- [WORK INSTRUCTION]: Out of the entries that follow, copy each line containing "pink".

- [DATA FOR THIS EXERCISE]:
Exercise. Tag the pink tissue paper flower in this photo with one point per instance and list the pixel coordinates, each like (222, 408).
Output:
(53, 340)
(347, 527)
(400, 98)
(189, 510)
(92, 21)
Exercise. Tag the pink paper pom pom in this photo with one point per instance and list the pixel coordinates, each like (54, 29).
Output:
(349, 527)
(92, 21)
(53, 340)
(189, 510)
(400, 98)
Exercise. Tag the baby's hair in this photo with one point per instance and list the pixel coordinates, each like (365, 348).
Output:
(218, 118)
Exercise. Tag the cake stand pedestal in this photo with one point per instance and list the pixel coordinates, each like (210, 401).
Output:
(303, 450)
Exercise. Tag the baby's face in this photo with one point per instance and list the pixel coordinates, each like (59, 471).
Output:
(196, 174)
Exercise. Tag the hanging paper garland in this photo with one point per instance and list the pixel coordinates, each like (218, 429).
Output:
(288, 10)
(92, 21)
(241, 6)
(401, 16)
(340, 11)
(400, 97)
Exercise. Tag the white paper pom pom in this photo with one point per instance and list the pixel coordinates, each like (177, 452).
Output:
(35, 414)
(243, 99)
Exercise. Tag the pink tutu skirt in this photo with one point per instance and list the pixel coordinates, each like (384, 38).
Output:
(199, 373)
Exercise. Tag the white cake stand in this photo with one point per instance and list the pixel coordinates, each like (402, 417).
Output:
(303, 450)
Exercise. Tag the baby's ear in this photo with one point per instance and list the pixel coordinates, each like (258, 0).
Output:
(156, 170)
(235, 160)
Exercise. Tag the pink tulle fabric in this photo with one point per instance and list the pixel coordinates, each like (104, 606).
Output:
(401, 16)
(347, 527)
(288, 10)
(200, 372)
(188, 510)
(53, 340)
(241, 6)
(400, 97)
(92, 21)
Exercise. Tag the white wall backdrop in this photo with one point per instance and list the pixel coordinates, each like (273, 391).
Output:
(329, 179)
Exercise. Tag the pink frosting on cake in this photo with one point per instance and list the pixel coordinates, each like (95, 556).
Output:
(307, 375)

- [EXERCISE OUTPUT]:
Exercise. Tag the pink tissue paper flower in this photo with one point per instance and list the pixel coordinates, each like (222, 408).
Exercise. Tag the pink paper pom pom in this photo with one point per instance and list the pixel coordinates, each like (54, 29).
Exercise. Tag the pink tutu skirt in this photo with one point per instance and list the pixel coordinates, each like (384, 38).
Exercise. Tag the pink tulle fabric in this photo with one point per instance and list the pixel coordinates, each like (104, 606).
Exercise. Tag the pink frosting on cake in this photo with one point per instance and list the pixel coordinates, each like (95, 556).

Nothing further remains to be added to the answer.